• PARTS OF THE EXERCISE
- A) Who curated the exhibition described in the text on change in Nepal?
- B) Repeat the text on change in Nepal word for word. Begin at the words "Change is complicated" and stop after "Now’ exhibition digitally.".

• SELECTED EXCERPT
-------------------------
Change is complicated and multi-faceted, impacting society in both negative and positive ways. This exhibition address a multitude of different issues, with each of the 10 comparisons showcasing a different perspective on change in Nepal. In the last hundred years Nepal has gone through a period of rapid change: tumultuous political changes; Nepal opening up its borders; the “hippie invasion” and freak street; becoming a tourist and NGO global hotspot; technological advancements; educational reform; the destruction of the April 2015 Nepal Earthquake; increased industrialization and globalization.
For those who did not have the opportunity to visit the exhibition in person, we have recreated ‘Nepal: Then & Now’ exhibition digitally.
Curated by Saroj Mahato & Bronte Isabella
The exhibition also included musical performances by ‘Raspberry Bush’ (Indie Nepali Band) and ‘Bee Numb’ Solo Musical performance
Then: Hashish and Mariwana (1969) Old Freak Street, Kathmandu Durbar Square. Photographer Unknown Sourced from Nepal Picture Library
Now: Coca-Cola and Hookah (2018) Freak Street, Kathmandu Durbar Square. By Katherine Cheng From Toronto, Canada
From the 1960s to 1970s, the hippie era was marked by the Vietnam War, anti-establishment protests, and the counter-culture movement. During this period, a generation of foreigners known as the ‘flower children’ made their way to Nepal, gathering around Jhhonchen – also known as Freak Street. Drawn to the abundance of legalized hashish, music tapes, and apple crumbles, this small street south of Kathmandu Durbar Square became marked as the final destination of the ‘Hippie Trail’ for those who sought refuge from materialism and militarism.
-------------------------
• GIVEN ENTRIES

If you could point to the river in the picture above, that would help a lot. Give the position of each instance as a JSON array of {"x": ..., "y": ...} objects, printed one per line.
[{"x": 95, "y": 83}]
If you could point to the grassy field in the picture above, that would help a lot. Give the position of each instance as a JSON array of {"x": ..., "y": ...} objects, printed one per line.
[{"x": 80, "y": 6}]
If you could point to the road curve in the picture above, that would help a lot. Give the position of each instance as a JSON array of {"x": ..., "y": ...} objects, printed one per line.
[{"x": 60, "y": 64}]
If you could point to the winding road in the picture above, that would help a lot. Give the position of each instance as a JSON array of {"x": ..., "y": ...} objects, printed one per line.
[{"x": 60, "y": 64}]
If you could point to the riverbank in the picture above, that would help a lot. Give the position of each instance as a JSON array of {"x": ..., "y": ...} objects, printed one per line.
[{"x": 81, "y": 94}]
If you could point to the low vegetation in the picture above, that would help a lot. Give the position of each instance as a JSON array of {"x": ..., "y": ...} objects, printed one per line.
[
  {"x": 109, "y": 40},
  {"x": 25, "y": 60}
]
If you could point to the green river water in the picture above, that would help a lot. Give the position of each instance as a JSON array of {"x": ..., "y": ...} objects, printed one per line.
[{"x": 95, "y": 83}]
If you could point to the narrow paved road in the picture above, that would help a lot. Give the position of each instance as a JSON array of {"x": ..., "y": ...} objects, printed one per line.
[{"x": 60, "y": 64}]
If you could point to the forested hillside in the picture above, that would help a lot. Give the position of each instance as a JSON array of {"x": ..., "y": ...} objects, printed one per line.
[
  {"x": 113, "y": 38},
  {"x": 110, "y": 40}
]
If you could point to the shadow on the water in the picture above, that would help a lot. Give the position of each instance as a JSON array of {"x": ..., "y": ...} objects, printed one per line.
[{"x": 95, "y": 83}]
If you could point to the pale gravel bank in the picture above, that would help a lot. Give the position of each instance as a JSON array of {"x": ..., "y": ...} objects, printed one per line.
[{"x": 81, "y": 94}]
-------------------------
• THE RESULTS
- A) Saroj Mahato & Bronte Isabella

- B)
Change is complicated and multi-faceted, impacting society in both negative and positive ways. This exhibition address a multitude of different issues, with each of the 10 comparisons showcasing a different perspective on change in Nepal. In the last hundred years Nepal has gone through a period of rapid change: tumultuous political changes; Nepal opening up its borders; the “hippie invasion” and freak street; becoming a tourist and NGO global hotspot; technological advancements; educational reform; the destruction of the April 2015 Nepal Earthquake; increased industrialization and globalization.
For those who did not have the opportunity to visit the exhibition in person, we have recreated ‘Nepal: Then & Now’ exhibition digitally.